### Given passage:

▬▬▬▬▬▬

Architecture

Full deployment

All traffic goes through a single SPCS ingress endpoint on port 18789. Snowflake handles TLS and authentication. The Cortex proxy runs as an internal-only sidecar in the same service — it is not exposed to ingress.

Channels  <--socket/ws-->  SPCS Ingress  <-->  OpenClaw Gateway (:18789)
                                                  |
                                                  +-- Web UI
                                                  +-- WebSocket RPC
                                                  +-- /v1/* OpenAI-compat API
                                                  +-- Plugin HTTP routes
                                                  |
                                                Cortex Proxy Sidecar (:8080, internal)
                                                  +-- POST /v1/chat/completions
                                                  |       (OpenAI / Snowflake / Llama)
                                                  +-- POST /v1/messages
                                                  |       (Claude, native cache_control)
                                                  +-- Secret masking (per-shape walker)
                                                  +-- Request transforms
                                                  +-- SSE streaming passthrough
                                                  +-- Cache-stat logging
                                                  |
                                                Snowflake Cortex (outbound)

Two containers in one SPCS service:

  • openclaw — the main gateway. 1–2 CPU, 2–4Gi RAM. Secrets injected as env vars. Volume mounted at /home/node/.openclaw and backed by the snowclaw_state_stage internal stage.
  • cortex-proxy — the FastAPI sidecar. 0.5–1 CPU, 512Mi–1Gi RAM. Same secret env vars for masking.

Providers

The generated openclaw.json writes two providers, both backed by the same proxy on different endpoints:

ProviderTransportEndpointModelsCaching
cortex-claudeanthropic-messages/v1/messagesClaude onlyNative cache_control markers, honored by Cortex
cortex-openaiopenai-completions/v1/chat/completionsOpenAI / Snowflake / LlamaAutomatic, server-side (>1024 tokens)

Routing happens at config-write time — Claude models go to cortex-claude, everything else to cortex-openai. You can add more providers manually.

Standalone proxy

A lighter deployment shape: just the Cortex proxy as its own SPCS service with a public endpoint. Lets external OpenClaw agents reach Cortex without the full stack.

▬▬▬▬▬▬

### Given data:
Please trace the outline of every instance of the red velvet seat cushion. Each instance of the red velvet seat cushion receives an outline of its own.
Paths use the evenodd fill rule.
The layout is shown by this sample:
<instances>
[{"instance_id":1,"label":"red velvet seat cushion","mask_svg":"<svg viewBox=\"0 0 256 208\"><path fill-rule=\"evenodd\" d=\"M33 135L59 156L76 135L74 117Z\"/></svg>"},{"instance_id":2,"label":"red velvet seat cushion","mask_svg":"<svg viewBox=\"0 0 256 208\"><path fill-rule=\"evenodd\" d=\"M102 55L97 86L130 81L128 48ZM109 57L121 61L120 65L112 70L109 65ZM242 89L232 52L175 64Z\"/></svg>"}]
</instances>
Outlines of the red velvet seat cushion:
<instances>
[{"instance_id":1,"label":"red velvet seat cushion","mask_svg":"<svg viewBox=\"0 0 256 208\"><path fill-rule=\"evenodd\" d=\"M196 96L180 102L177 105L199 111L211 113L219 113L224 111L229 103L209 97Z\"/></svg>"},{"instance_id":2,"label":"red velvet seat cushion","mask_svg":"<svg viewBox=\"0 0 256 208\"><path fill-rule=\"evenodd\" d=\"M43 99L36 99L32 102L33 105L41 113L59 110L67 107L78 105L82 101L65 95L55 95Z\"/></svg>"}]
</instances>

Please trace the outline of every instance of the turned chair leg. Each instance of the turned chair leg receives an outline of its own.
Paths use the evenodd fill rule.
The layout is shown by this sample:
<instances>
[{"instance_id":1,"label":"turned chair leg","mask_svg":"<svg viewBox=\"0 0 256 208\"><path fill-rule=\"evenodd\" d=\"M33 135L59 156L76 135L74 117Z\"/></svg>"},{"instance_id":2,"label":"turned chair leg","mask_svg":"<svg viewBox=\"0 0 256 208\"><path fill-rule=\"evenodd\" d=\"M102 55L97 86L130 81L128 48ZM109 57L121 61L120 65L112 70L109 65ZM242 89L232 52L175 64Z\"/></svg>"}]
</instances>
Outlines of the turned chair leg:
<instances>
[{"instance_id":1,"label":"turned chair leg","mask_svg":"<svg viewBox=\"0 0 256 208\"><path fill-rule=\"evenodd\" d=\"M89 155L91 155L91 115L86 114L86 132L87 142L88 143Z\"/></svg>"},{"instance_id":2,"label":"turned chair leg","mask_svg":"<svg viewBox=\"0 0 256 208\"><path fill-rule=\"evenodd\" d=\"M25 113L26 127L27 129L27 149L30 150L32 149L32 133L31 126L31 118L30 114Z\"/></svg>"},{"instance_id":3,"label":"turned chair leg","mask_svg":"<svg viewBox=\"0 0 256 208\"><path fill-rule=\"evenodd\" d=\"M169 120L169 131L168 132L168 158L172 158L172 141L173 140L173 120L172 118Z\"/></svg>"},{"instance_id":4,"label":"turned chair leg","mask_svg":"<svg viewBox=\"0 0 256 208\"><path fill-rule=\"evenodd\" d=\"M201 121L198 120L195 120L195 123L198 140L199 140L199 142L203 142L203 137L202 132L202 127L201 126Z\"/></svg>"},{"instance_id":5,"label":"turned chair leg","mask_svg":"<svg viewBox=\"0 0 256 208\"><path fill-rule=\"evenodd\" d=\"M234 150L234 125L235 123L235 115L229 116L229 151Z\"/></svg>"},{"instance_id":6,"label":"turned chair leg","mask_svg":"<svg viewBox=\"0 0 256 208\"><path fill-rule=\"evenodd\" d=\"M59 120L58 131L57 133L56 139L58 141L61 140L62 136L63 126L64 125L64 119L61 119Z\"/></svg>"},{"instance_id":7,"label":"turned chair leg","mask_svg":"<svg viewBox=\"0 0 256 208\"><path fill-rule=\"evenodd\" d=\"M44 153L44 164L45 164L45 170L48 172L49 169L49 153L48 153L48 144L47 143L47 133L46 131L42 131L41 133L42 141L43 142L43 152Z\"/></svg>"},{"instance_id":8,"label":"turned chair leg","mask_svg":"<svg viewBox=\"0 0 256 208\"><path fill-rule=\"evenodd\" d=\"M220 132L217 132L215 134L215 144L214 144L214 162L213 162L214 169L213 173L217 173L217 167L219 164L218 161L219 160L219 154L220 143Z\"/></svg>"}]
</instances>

▬▬▬▬▬▬

### Description of the task:
From the architecture page, extract verbatim the part that opens with the words containing "All traffic goes" and closes with "Sidecar (:8080, internal)".

### Output for this exercise:
All traffic goes through a single SPCS ingress endpoint on port 18789. Snowflake handles TLS and authentication. The Cortex proxy runs as an internal-only sidecar in the same service — it is not exposed to ingress.

Channels  <--socket/ws-->  SPCS Ingress  <-->  OpenClaw Gateway (:18789)
                                                  |
                                                  +-- Web UI
                                                  +-- WebSocket RPC
                                                  +-- /v1/* OpenAI-compat API
                                                  +-- Plugin HTTP routes
                                                  |
                                                Cortex Proxy Sidecar (:8080, internal)